--- Begin Records provided ---

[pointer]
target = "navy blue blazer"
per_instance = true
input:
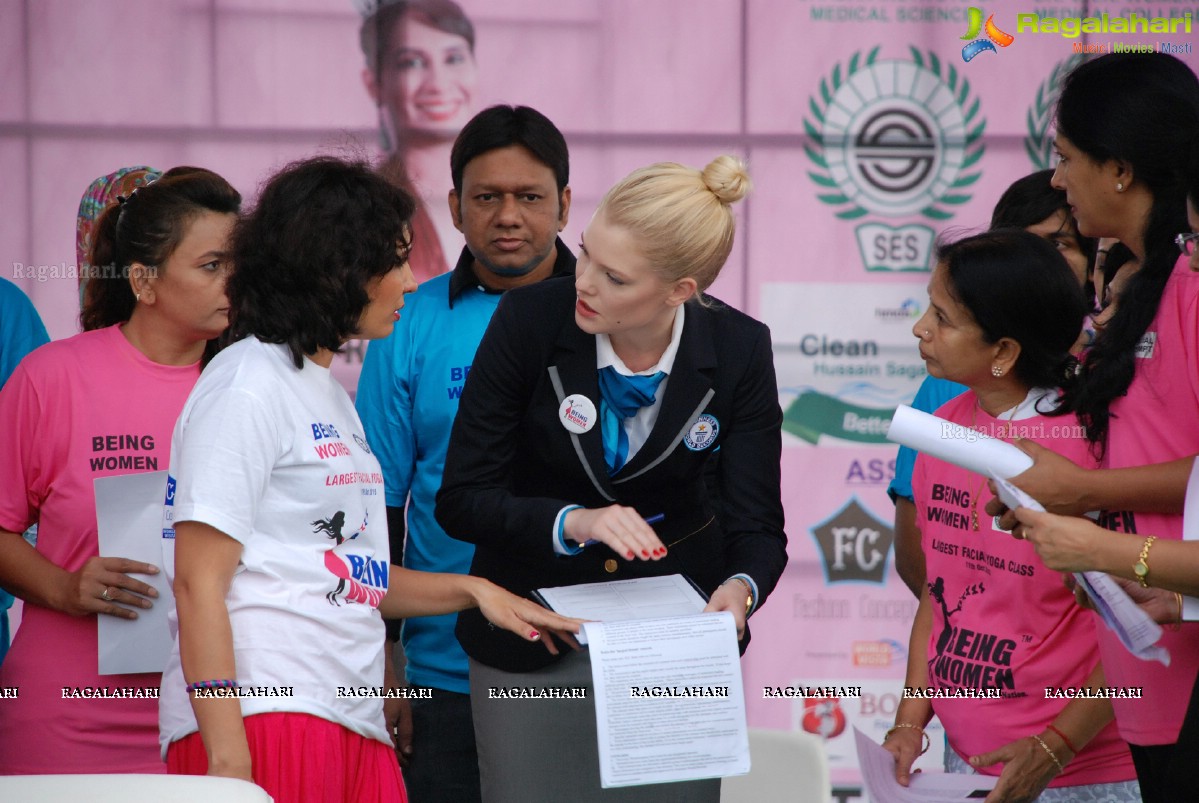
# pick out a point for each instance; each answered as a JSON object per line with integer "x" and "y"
{"x": 512, "y": 465}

--- End Records provided ---

● **Work required**: Duplicate the rows above exactly, leaving out the pictures.

● **Worked solution**:
[pointer]
target = "navy blue blazer"
per_instance = true
input:
# pick out a point for each instance; each answered as a JSON object per line with integer "x" and "y"
{"x": 512, "y": 465}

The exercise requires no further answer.